- _PROBLEM TO WORK ON_
Reproduce the book listing below word for word, in full.

- _READING TEXT_
Schoolteacher Rosy Winter is dying. But, beyond the homeopathic remedies, the dinner party obligations, the snatched whispers on wards and in staffrooms, a force murderous, feminine, feverish is stirring within her. A story of power and powerlessness, light and dark, life and death, Mrs Jekyll embraces the paradoxes and paroxysms of modern womanhood, in a story every bit as gripping as the original.
Emma Glass’s debut novel Peach was longlisted for the International Dylan Thomas Prize. Rest and Be Thankful, her second novel, was optioned for film in Mrs Jekyll will be published alongside Union Square’s American hardback edition in April, both sharing the same cover design.
Enemy Of My Enemy: A Daredevil Marvel Crime Novel
By Alex Segura
9781368095365 | Hyperion Avenue | PB | £25.00 | OUT NOW
When reports come in that the Kingpin and a police officer have been killed and that Frank Castle (aka the Punisher) has turned himself in for it, Matt Murdock senses holes in the narratives the media and the streets are quick to run with.

- _DATA_
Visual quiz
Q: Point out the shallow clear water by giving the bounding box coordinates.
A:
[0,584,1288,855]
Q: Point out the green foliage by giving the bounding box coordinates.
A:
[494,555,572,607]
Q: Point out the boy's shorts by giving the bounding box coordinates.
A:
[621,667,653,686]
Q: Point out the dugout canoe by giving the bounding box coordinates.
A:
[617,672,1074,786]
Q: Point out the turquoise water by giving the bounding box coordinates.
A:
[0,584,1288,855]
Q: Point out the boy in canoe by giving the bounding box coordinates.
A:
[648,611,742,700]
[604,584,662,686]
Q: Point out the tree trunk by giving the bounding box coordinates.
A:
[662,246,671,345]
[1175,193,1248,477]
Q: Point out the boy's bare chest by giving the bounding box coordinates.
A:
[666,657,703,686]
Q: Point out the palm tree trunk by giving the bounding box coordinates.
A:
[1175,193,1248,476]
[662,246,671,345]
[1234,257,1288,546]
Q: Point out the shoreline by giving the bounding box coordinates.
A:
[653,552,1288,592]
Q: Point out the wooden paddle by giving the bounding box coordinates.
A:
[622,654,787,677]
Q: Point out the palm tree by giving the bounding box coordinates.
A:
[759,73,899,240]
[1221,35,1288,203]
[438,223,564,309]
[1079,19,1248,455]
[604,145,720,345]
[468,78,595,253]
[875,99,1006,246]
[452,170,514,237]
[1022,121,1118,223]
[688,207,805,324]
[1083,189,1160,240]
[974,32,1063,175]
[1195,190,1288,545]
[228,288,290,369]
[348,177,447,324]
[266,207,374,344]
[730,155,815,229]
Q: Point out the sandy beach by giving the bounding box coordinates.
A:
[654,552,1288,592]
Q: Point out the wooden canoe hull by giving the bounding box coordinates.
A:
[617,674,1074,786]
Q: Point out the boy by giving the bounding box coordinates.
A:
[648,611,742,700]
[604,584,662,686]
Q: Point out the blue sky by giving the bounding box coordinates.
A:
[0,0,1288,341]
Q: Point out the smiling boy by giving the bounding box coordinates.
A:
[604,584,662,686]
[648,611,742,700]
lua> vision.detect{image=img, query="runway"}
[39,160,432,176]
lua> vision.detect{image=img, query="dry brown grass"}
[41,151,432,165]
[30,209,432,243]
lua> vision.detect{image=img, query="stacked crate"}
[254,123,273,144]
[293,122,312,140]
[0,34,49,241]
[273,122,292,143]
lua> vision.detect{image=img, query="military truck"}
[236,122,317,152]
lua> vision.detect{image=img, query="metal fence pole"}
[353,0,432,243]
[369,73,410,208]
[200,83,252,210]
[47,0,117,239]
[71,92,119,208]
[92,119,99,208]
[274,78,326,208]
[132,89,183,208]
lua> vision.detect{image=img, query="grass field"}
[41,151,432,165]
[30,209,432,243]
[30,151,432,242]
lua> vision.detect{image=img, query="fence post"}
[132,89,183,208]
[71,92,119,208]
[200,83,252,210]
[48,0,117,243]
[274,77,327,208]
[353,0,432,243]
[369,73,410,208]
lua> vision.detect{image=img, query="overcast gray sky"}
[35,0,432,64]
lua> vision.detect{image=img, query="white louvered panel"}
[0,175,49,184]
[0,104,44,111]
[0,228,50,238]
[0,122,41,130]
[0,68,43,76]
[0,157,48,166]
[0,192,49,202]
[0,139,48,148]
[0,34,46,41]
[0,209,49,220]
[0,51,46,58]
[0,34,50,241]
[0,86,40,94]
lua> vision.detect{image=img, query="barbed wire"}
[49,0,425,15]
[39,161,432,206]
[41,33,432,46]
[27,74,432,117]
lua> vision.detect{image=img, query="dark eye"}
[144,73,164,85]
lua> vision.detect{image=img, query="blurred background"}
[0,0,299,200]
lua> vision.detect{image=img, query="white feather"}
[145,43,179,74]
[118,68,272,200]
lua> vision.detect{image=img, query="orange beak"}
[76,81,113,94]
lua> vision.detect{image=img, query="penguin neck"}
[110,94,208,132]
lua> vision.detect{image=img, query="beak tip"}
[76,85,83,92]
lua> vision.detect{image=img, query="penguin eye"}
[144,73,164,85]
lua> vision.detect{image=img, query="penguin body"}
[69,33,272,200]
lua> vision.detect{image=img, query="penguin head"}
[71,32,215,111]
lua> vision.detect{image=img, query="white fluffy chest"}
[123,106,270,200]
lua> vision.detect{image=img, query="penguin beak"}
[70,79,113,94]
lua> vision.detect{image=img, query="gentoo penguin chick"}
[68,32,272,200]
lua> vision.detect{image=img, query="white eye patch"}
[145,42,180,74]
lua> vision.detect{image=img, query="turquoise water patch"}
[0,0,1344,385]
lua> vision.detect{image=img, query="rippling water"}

- _ANSWER SPACE_
Schoolteacher Rosy Winter is dying. But, beyond the homeopathic remedies, the dinner party obligations, the snatched whispers on wards and in staffrooms, a force murderous, feminine, feverish is stirring within her. A story of power and powerlessness, light and dark, life and death, Mrs Jekyll embraces the paradoxes and paroxysms of modern womanhood, in a story every bit as gripping as the original.
Emma Glass’s debut novel Peach was longlisted for the International Dylan Thomas Prize. Rest and Be Thankful, her second novel, was optioned for film in Mrs Jekyll will be published alongside Union Square’s American hardback edition in April, both sharing the same cover design.
Enemy Of My Enemy: A Daredevil Marvel Crime Novel
By Alex Segura
9781368095365 | Hyperion Avenue | PB | £25.00 | OUT NOW
When reports come in that the Kingpin and a police officer have been killed and that Frank Castle (aka the Punisher) has turned himself in for it, Matt Murdock senses holes in the narratives the media and the streets are quick to run with.